**Supplied passage**
5 Facts about Healthcare in Slovakia
The Eastern European country of Slovakia has a universal healthcare system for its population of 5.5 million people. Considering insurance, life expectancy and migration, there is a multitude of factors that play a role in the healthcare system of Slovakia. Here are five facts about healthcare in Slovakia.
5 Facts About Healthcare in Slovakia
Slovakia has a relatively low life expectancy. The average life expectancy in Slovakia is 77.3 years, which is lower than the average life expectancy in the E.U. The life expectancy for women is 80.7 years while the average life expectancy for men is 73.8 years. Higher education levels can correlate with living a longer life. As a specific example, men with the highest level of education are predicted to live 14 years longer than those less educated.
Slovakia supports universal healthcare. The country of Slovakia has universal healthcare coverage. Moreover, there are 44 state hospitals within the country. Citizens can choose between three nationwide health insurance companies; one is private while the two are public. There is a national average of 3.4 doctors per 1,000 people. In the capital region of Bratislava, there is a higher concentration of doctors with 6.9 physicians per 1,000 people.
The country is lacking healthcare workers. The migration of doctors to neighboring countries has resulted in a shortage of healthcare workers within the country. After Slovakia became a member of the E.U., an estimated 300,000 workers left for countries with better pay, between 2004 and 2019. This affected the number of people in the healthcare field and resulted in a below-average amount of nurses. To keep healthcare professionals in the country, many Slovakians believe that the government should allocate more funding toward the healthcare sector. In this same vein, the government could pay doctors and nurses higher wages.
Risk factors including obesity and smoking affect Slovakians’ lifespans. Obesity is increasing in Slovakia, with 14% of the population identified as overweight. Moreover, when considering the adult population, 20% smoke tobacco products — which contributed to more than 9,000 deaths in 2017. Slovakian men have shorter lifespans than Slovakian women due to partaking in more behavioral risk factors. However, half of the deaths related to these risk factors are preventable.
Roma populations face social discrimination, which leads to health inequalities. Regions such as Kosice and Presov, with large Roma populations, also have a lower life expectancy as well as an infant mortality rate that is twice the national average. The Roma Health Mediators Programme is working to eliminate the barriers of access to medical care. Some of these initiatives include language translations for doctors and enforcing insurance rights to promote the use of health services by the Roma population.
A Bright Future
In 2018, the Slovakian government created the public eHealth initiative to improve technology within hospitals and create electronic medical records. Interestingly, Slovakia has a low healthcare budget as compared with the rest of the E.U. countries. In 2019, the country increased its budget by €300 million, resulting in a total healthcare budget of €5.2 billion. If the government continues to follow this trend of investing more in its hospitals as it currently does — healthcare in Slovakia will greatly improve with additional support from nurses and technological advancements.

**Prompt 1**
Can you print everything in the Slovakia healthcare article from "A Bright Future" down to "and technological advancements.", word for word?
**Prompt 2**
Answer these from the Slovakia healthcare article:
(a) What is the average life expectancy for women in Slovakia?
(b) How many state hospitals are there in the country?
(c) By how much did Slovakia increase its healthcare budget in 2019?

**Information given**
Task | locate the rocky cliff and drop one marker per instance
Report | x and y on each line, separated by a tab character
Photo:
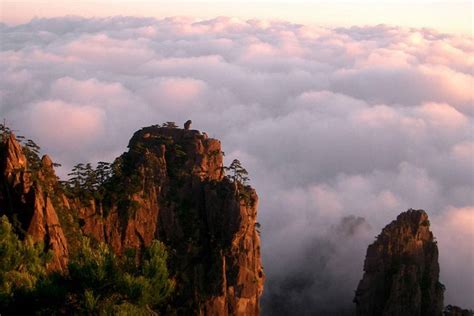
26	197
169	186
401	270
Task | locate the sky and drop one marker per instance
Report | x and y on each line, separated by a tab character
453	16
341	127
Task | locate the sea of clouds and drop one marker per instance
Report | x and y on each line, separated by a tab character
340	129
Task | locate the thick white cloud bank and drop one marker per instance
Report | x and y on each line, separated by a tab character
340	129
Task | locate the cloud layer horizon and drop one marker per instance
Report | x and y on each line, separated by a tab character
340	129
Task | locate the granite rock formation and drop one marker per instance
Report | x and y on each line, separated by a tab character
401	271
26	196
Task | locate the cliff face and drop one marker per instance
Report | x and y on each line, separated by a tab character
26	197
170	186
401	270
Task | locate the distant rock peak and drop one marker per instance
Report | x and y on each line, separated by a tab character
401	271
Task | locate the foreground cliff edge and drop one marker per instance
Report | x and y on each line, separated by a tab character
170	186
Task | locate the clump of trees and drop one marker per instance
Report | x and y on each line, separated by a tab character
97	280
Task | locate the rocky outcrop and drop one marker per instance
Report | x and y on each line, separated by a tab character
401	270
170	185
451	310
26	198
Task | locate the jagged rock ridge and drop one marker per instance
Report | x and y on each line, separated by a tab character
170	186
401	270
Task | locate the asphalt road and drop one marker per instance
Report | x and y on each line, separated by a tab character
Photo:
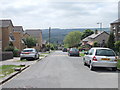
58	70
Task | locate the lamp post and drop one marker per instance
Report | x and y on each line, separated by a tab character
49	38
100	25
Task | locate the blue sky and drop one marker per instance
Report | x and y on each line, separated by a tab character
59	13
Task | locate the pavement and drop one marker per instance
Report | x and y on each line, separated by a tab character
58	70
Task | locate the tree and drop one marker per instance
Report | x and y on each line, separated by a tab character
95	44
72	39
87	33
111	41
117	46
30	42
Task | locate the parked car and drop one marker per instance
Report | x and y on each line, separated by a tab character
73	52
29	53
100	57
64	50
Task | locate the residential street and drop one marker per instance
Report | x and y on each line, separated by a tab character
58	70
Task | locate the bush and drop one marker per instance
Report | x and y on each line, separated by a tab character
117	47
12	49
9	48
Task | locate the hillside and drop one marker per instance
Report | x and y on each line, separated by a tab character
59	34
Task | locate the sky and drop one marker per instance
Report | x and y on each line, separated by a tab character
42	14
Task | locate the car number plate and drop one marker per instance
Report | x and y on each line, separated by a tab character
107	59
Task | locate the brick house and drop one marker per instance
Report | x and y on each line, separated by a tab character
18	35
36	33
100	36
6	36
115	28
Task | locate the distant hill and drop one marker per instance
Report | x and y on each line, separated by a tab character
59	34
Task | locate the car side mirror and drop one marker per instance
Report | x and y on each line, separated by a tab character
86	53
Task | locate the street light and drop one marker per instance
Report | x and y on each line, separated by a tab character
49	38
100	25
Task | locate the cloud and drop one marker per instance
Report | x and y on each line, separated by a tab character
44	13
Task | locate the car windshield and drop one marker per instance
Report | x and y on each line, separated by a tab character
27	50
104	52
73	49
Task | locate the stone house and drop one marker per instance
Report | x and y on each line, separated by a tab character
115	28
18	35
36	33
100	36
6	33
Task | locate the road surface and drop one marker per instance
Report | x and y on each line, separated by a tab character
58	70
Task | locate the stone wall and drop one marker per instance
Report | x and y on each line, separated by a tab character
7	55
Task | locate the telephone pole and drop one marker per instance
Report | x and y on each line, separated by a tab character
100	25
49	37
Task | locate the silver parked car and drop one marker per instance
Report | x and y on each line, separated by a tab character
29	53
100	57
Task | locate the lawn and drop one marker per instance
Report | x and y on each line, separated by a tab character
7	69
82	54
118	64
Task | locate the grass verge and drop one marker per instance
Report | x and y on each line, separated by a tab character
7	69
82	54
118	64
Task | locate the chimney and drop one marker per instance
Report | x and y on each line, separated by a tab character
96	31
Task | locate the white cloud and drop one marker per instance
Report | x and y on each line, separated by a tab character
43	14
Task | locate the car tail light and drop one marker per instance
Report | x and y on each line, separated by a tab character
115	59
94	58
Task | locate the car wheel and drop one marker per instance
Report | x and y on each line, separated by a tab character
114	69
91	67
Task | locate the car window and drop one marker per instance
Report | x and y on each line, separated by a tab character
74	49
104	52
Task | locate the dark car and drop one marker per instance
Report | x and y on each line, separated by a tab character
73	52
64	50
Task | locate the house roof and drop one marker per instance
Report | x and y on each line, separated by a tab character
5	23
18	29
93	36
117	21
34	32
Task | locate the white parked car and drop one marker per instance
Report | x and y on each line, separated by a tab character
100	57
29	53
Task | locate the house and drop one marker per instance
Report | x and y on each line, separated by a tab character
115	28
6	36
100	36
18	35
36	33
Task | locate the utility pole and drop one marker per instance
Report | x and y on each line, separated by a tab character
49	38
100	26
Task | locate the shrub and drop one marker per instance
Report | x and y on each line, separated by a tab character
15	51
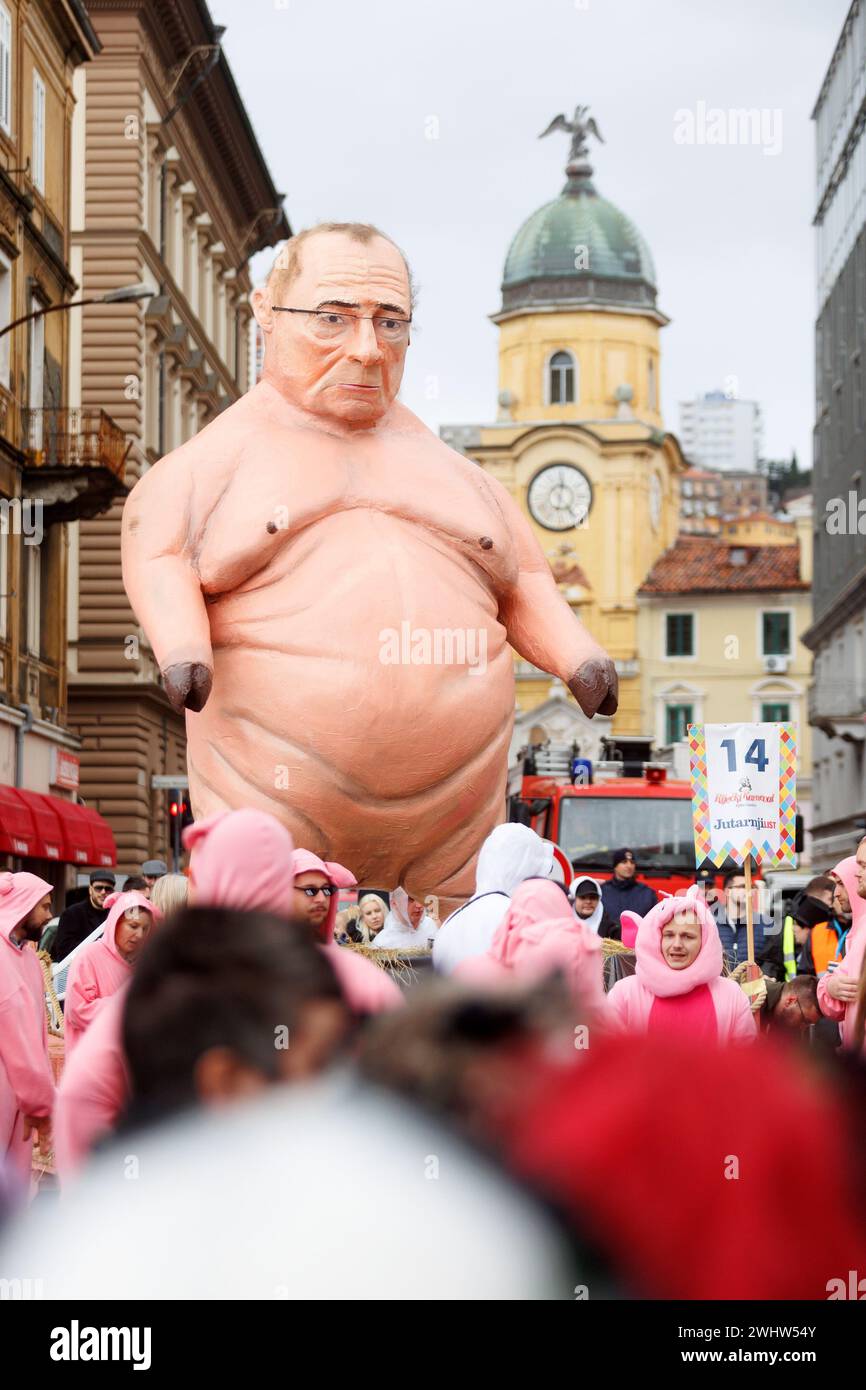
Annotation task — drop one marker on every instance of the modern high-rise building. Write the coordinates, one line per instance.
(719, 431)
(837, 635)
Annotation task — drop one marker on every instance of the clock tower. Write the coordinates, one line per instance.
(578, 438)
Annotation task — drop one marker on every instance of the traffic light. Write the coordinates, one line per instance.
(178, 809)
(180, 816)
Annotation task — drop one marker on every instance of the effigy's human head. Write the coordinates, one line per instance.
(335, 314)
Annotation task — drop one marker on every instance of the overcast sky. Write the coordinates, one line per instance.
(345, 96)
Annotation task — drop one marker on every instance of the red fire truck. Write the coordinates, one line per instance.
(591, 809)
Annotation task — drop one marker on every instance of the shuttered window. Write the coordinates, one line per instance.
(38, 173)
(6, 70)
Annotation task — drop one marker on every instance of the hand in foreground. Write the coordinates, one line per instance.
(841, 987)
(595, 687)
(188, 685)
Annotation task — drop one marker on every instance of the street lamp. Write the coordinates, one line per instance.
(127, 293)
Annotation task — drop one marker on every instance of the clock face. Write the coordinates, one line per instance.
(559, 496)
(655, 501)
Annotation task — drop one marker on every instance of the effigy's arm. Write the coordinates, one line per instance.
(544, 630)
(163, 585)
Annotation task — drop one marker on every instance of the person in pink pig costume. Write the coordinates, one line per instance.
(330, 591)
(677, 986)
(27, 1082)
(106, 965)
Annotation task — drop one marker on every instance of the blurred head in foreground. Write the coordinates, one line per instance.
(224, 1004)
(473, 1054)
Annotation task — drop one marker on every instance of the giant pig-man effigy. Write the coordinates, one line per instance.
(332, 594)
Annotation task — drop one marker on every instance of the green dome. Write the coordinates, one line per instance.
(613, 262)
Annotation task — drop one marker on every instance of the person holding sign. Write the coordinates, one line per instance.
(677, 986)
(837, 991)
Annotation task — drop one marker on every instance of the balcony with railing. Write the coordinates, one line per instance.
(838, 706)
(75, 460)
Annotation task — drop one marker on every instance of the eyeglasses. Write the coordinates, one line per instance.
(330, 325)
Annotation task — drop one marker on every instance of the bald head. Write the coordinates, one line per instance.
(335, 319)
(288, 264)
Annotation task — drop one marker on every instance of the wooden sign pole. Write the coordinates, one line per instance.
(749, 925)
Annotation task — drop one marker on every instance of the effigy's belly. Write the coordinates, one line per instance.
(370, 674)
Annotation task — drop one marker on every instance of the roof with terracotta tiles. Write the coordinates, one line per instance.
(702, 565)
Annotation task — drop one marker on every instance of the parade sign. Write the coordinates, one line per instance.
(744, 791)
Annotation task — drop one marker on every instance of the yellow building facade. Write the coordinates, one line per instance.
(580, 441)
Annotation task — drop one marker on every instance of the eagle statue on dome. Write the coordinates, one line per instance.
(578, 128)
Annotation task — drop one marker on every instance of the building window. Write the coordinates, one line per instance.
(4, 581)
(38, 171)
(679, 634)
(776, 634)
(6, 316)
(36, 374)
(774, 712)
(6, 70)
(34, 598)
(677, 717)
(562, 378)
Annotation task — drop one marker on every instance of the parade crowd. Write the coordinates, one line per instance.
(640, 1108)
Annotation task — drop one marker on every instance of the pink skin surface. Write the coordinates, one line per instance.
(267, 556)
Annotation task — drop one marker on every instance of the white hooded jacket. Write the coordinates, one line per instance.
(509, 855)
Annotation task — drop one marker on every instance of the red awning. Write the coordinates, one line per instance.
(35, 824)
(49, 833)
(17, 829)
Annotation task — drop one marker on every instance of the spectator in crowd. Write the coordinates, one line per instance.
(78, 922)
(677, 986)
(371, 915)
(407, 927)
(217, 1001)
(540, 937)
(170, 893)
(624, 893)
(824, 936)
(781, 957)
(585, 895)
(837, 990)
(731, 919)
(27, 1084)
(106, 965)
(791, 1005)
(509, 855)
(153, 869)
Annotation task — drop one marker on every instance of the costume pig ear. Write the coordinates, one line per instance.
(628, 925)
(200, 829)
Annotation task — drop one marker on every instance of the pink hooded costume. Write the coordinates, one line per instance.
(852, 965)
(241, 859)
(99, 970)
(367, 988)
(27, 1084)
(695, 1001)
(538, 936)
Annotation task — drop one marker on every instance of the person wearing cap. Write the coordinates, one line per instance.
(588, 908)
(153, 869)
(623, 893)
(84, 918)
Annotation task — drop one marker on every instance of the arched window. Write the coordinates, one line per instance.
(562, 371)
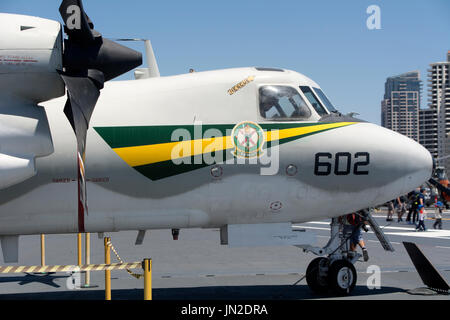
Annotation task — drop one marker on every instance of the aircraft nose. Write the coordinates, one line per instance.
(406, 161)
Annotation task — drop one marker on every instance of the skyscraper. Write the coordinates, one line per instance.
(401, 104)
(435, 121)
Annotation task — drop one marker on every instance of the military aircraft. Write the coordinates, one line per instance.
(248, 150)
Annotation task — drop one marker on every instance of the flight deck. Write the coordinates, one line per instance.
(197, 267)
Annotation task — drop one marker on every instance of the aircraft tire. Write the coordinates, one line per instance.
(316, 283)
(342, 277)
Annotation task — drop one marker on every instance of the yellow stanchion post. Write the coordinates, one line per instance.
(107, 272)
(42, 250)
(79, 262)
(147, 265)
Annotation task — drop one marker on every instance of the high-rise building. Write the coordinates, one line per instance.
(435, 121)
(401, 104)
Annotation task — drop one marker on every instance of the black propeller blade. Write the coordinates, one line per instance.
(89, 61)
(439, 186)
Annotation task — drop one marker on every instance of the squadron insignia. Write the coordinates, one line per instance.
(248, 140)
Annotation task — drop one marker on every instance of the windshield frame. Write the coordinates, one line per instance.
(285, 118)
(324, 100)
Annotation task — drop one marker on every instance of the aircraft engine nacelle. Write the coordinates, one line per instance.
(24, 135)
(30, 56)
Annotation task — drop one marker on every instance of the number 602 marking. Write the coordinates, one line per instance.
(342, 163)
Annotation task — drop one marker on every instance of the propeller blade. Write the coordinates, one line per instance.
(77, 24)
(439, 186)
(88, 61)
(82, 95)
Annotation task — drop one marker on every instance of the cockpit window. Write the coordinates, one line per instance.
(282, 103)
(325, 100)
(313, 100)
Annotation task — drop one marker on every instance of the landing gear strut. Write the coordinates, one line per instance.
(336, 271)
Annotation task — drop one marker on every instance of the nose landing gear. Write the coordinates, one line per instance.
(336, 271)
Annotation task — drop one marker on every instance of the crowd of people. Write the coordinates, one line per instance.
(414, 204)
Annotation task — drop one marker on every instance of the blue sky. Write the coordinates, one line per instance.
(327, 41)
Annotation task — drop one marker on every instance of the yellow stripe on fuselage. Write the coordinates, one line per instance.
(148, 154)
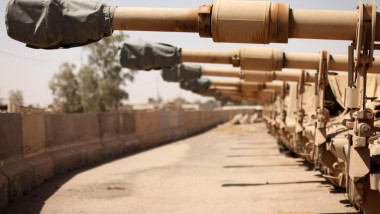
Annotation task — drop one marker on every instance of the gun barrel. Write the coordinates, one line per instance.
(269, 59)
(156, 19)
(258, 76)
(207, 56)
(248, 86)
(221, 72)
(259, 22)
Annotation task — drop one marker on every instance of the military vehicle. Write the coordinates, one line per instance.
(45, 24)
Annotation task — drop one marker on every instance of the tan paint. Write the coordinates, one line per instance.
(243, 22)
(269, 59)
(258, 76)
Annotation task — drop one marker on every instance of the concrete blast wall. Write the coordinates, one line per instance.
(36, 147)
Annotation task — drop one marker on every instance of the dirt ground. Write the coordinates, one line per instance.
(236, 169)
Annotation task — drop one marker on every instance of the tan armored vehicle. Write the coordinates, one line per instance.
(42, 26)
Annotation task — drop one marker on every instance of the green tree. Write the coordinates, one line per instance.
(65, 88)
(89, 89)
(99, 84)
(102, 58)
(111, 95)
(16, 97)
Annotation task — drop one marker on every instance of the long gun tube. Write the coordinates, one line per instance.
(258, 76)
(243, 22)
(248, 86)
(269, 59)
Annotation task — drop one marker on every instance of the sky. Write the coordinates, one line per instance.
(30, 70)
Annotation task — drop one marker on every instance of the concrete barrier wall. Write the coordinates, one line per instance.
(36, 147)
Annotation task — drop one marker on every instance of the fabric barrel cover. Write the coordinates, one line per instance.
(140, 55)
(52, 24)
(199, 86)
(182, 73)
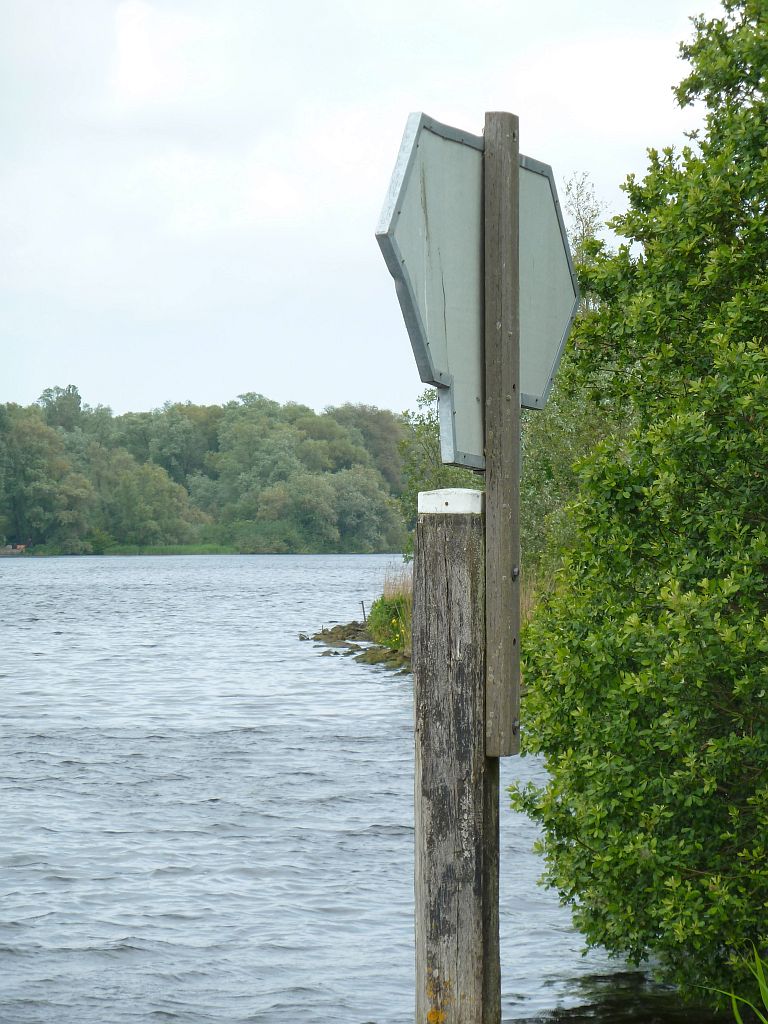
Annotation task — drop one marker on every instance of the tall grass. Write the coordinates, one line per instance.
(389, 620)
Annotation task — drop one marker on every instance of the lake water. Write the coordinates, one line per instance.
(206, 820)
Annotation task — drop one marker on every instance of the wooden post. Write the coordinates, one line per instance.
(501, 177)
(457, 786)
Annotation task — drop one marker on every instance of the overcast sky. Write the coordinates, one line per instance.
(189, 188)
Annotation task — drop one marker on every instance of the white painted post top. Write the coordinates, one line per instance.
(456, 501)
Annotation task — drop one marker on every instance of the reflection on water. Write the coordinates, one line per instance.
(205, 822)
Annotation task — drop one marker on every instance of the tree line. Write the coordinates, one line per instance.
(252, 475)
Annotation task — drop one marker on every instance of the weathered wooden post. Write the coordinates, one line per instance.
(502, 330)
(457, 786)
(472, 233)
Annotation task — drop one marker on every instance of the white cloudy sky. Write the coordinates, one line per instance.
(188, 188)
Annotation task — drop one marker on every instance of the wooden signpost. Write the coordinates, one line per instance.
(473, 236)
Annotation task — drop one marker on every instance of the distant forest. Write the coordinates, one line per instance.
(251, 476)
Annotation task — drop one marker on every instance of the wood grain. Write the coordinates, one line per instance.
(457, 787)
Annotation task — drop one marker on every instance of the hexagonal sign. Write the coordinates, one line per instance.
(430, 233)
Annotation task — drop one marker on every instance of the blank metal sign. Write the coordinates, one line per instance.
(430, 233)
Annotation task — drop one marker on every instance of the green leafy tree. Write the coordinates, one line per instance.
(61, 407)
(646, 670)
(45, 500)
(380, 432)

**Exercise output 1**
A Bright Future
In 2018, the Slovakian government created the public eHealth initiative to improve technology within hospitals and create electronic medical records. Interestingly, Slovakia has a low healthcare budget as compared with the rest of the E.U. countries. In 2019, the country increased its budget by €300 million, resulting in a total healthcare budget of €5.2 billion. If the government continues to follow this trend of investing more in its hospitals as it currently does — healthcare in Slovakia will greatly improve with additional support from nurses and technological advancements.

**Exercise output 2**
(a) 80.7 years
(b) 44
(c) €300 million